» Document
-*-*-
The untold truth of Love It or List It

Scandal and reality television go hand in hand, and each show seems to come up with its own unique set of issues. HGTV's home design program, Love It or List It, has been accused of manipulating footage and redesigning endings. The show's reputation hinges on buying, selling, and remodeling on a budget, but is it all smoke and mirrors?

Stick to the formula

Reality show producers develop formulas to keep you watching. There's always a crazy alcoholic on the Bachelor/Bachelorette, a cheating villain in Survivor, and that one person you swear to God will never shed those extra pounds on The Biggest Loser. Love It or List It is no exception to the script.

The show's premise is this: unhappy homeowners work with both a designer and a realtor. The realtor shows them three houses for sale while the designer redecorates their home. At the end of the show, the homeowners decide if they'd like to stay or go.

Now, let's talk about how this script really unfolds. The realtor's first two houses are typically way out of the client's price range, nowhere near the desired neighborhood, or just plain wrong. The third choice is always the "perfect" house, magically discovered by the agent at the eleventh hour. As for the remodeling phase, contractors always stumble into some sort of major complication that pulls on the client's pursestrings. The snag often stems from a ridiculous request from the homeowners, who then get mad at the show's designer for not meeting their demands. When the dust settles, all the nonsense suddenly makes sense and everybody lives happily ever after, at least in TV land.

Cutting corners

According to real contractors (people who do this for a living; not for entertainment value), the crew on Love It or List It gives clients unrealistic expectations about the amount of time and money it will take to complete a job. Renovating an entire house in under two weeks with a $50,000 budget is not real life. Sorry, frugal homeowners, but the truth may look more like this:

In April 2016, a couple in Raleigh, N.C. filed a lawsuit against Big Coat TV, the Canadian-based production company that makes Love It or List It, claiming that shoddy renovations left their home in complete disrepair. According to the Miami Herald, homeowners Deena Murphy and Tim Sullivan said "the floor in the home was 'irreparably damaged,'" and "duct work left holes in the floor 'through which vermin could enter the house.'" The homeowners also alleged breaches of contract and illegal practices regarding the licensing of realtors and contractors, but they had us at vermin. Big Coat TV, you might want to check yourself before you wreck yourself another house.
-*-*-
» Problem
Using the Love It or List It article, explain why real contractors say the show gives clients unrealistic expectations.

» Supplied records
-*-*-
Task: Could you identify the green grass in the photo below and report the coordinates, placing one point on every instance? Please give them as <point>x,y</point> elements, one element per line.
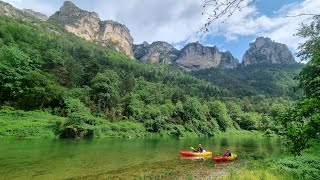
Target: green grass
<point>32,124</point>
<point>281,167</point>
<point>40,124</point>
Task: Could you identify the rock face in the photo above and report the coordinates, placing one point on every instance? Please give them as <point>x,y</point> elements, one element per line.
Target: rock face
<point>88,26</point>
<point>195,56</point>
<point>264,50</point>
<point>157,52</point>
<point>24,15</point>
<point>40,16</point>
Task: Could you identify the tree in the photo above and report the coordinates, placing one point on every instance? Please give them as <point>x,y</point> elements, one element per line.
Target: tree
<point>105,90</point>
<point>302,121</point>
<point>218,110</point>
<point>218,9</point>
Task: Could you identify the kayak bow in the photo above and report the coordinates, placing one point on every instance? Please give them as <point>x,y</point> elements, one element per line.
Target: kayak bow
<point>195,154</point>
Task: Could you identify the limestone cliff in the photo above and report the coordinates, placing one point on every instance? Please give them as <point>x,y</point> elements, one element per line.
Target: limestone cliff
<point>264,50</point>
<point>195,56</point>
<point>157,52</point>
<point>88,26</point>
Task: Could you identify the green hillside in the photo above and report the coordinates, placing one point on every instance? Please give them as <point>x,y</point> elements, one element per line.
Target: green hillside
-*-*-
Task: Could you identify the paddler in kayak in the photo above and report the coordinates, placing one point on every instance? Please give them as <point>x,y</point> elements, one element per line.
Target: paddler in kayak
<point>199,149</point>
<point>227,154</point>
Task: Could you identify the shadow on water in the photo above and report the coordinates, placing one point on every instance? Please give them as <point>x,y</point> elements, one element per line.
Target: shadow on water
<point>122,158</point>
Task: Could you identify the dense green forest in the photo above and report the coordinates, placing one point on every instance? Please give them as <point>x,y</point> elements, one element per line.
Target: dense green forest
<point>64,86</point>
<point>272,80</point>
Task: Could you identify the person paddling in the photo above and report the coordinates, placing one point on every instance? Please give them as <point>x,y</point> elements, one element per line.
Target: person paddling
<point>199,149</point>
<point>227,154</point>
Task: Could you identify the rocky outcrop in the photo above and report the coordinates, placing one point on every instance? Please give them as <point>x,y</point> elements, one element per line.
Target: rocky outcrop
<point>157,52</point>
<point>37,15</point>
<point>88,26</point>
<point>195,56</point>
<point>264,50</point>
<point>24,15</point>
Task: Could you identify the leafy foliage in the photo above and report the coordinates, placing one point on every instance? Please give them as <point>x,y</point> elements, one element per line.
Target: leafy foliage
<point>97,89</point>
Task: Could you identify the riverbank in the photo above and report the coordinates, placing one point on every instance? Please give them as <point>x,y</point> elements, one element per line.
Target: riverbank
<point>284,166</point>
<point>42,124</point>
-*-*-
» The response
Real contractors say the crew leaves clients with a false sense of how much time and money a job will take. The article explains that renovating an entire house in under two weeks on a $50,000 budget is not real life.